**OBJECTIVE**. Lay out the lines below as a Markdown table with one row per line, skipping blank lines. Use a column named "No." for the row number and a column named "Text" for the line itself.

━━ RECORDED INFORMATION ━━

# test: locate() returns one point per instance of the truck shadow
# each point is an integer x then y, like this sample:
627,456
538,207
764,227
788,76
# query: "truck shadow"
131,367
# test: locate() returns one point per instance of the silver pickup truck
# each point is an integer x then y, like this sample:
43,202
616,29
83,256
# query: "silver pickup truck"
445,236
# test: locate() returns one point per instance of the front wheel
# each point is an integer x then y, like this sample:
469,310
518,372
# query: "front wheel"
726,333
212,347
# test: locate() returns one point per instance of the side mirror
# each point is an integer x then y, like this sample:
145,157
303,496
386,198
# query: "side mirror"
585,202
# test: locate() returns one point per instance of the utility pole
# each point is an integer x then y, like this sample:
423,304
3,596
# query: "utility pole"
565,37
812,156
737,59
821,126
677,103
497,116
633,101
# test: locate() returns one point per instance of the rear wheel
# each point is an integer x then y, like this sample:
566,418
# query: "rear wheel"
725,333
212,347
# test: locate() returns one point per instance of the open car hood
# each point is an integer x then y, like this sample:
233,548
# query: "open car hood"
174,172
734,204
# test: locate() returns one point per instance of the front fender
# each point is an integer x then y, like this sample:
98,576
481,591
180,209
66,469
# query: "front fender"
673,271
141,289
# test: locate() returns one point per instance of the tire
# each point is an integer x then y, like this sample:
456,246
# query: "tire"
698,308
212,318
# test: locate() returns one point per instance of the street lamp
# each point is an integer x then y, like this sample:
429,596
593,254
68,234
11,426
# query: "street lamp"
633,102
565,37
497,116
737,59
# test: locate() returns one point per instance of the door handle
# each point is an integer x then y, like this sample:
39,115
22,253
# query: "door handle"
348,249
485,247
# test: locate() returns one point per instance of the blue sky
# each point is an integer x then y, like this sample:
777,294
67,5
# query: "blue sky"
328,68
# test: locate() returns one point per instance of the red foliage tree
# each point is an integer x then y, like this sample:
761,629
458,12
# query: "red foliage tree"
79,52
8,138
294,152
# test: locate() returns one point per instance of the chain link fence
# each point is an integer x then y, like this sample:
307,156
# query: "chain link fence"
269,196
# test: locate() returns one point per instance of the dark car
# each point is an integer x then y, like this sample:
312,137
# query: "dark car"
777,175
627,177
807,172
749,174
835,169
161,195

━━━

**THE ANSWER**.
| No. | Text |
|---|---|
| 1 | # test: locate() returns one point per instance of the truck shadow |
| 2 | # each point is an integer x then y, like this sample: |
| 3 | 627,456 |
| 4 | 538,207 |
| 5 | 764,227 |
| 6 | 788,76 |
| 7 | # query: "truck shadow" |
| 8 | 131,367 |
| 9 | # test: locate() returns one point per instance of the silver pickup truck |
| 10 | # each point is an integer x then y, like this sample: |
| 11 | 43,202 |
| 12 | 616,29 |
| 13 | 83,256 |
| 14 | # query: "silver pickup truck" |
| 15 | 445,236 |
| 16 | # test: locate() returns one point per instance of the front wheel |
| 17 | # each point is an integer x then y, like this sample: |
| 18 | 469,310 |
| 19 | 518,372 |
| 20 | # query: "front wheel" |
| 21 | 726,333 |
| 22 | 212,347 |
| 23 | # test: locate() returns one point per instance of the side mirror |
| 24 | # each point is an integer x then y, like this sample: |
| 25 | 145,157 |
| 26 | 303,496 |
| 27 | 386,198 |
| 28 | # query: "side mirror" |
| 29 | 585,202 |
| 30 | # test: locate() returns one point per instance of the utility pole |
| 31 | # each point is an integer x then y, like this sample: |
| 32 | 423,304 |
| 33 | 3,596 |
| 34 | # query: "utility pole" |
| 35 | 565,37 |
| 36 | 812,156 |
| 37 | 737,59 |
| 38 | 821,126 |
| 39 | 677,103 |
| 40 | 497,116 |
| 41 | 633,101 |
| 42 | # test: locate() returns one point per instance of the rear wheel |
| 43 | # each point is an integer x then y, like this sample: |
| 44 | 566,418 |
| 45 | # query: "rear wheel" |
| 46 | 725,333 |
| 47 | 212,347 |
| 48 | # test: locate() returns one point per instance of the open car hood |
| 49 | # each point is an integer x then y, like this sample: |
| 50 | 233,548 |
| 51 | # query: "open car hood" |
| 52 | 174,172 |
| 53 | 734,204 |
| 54 | # test: locate() returns one point per instance of the front fender |
| 55 | # each point is an integer x then y, like this sample: |
| 56 | 98,576 |
| 57 | 481,591 |
| 58 | 180,209 |
| 59 | 66,469 |
| 60 | # query: "front fender" |
| 61 | 673,271 |
| 62 | 141,289 |
| 63 | # test: locate() returns one point per instance of the tire |
| 64 | # each point is an integer x then y, like this sample: |
| 65 | 456,246 |
| 66 | # query: "tire" |
| 67 | 698,308 |
| 68 | 212,318 |
| 69 | # test: locate() returns one point per instance of the street lamp |
| 70 | # each point is an integer x then y, like this sample: |
| 71 | 429,596 |
| 72 | 593,254 |
| 73 | 68,234 |
| 74 | 11,426 |
| 75 | # query: "street lamp" |
| 76 | 633,102 |
| 77 | 565,37 |
| 78 | 497,116 |
| 79 | 737,59 |
| 80 | # test: locate() returns one point per instance of the door handle |
| 81 | # each point is an integer x then y, like this sample: |
| 82 | 39,115 |
| 83 | 22,253 |
| 84 | # query: "door handle" |
| 85 | 348,249 |
| 86 | 485,247 |
| 87 | # test: locate() returns one point per instance of the blue sky |
| 88 | # each point is an integer x then y, like this sample: |
| 89 | 777,294 |
| 90 | 67,5 |
| 91 | # query: "blue sky" |
| 92 | 328,68 |
| 93 | # test: locate() returns one point per instance of the red foliage tree |
| 94 | # each point is an integer x then y, like this sample: |
| 95 | 761,629 |
| 96 | 458,12 |
| 97 | # query: "red foliage tree" |
| 98 | 79,52 |
| 99 | 8,138 |
| 100 | 294,152 |
| 101 | # test: locate() returns one point per instance of the chain link fence |
| 102 | # each point is an integer x then y, like this sample: |
| 103 | 307,156 |
| 104 | # query: "chain link fence" |
| 105 | 269,196 |
| 106 | # test: locate() returns one point per instance of the dark car |
| 107 | # each point is an integer x then y, like this sample: |
| 108 | 312,137 |
| 109 | # query: "dark car" |
| 110 | 777,175 |
| 111 | 627,177 |
| 112 | 807,172 |
| 113 | 749,174 |
| 114 | 835,169 |
| 115 | 161,195 |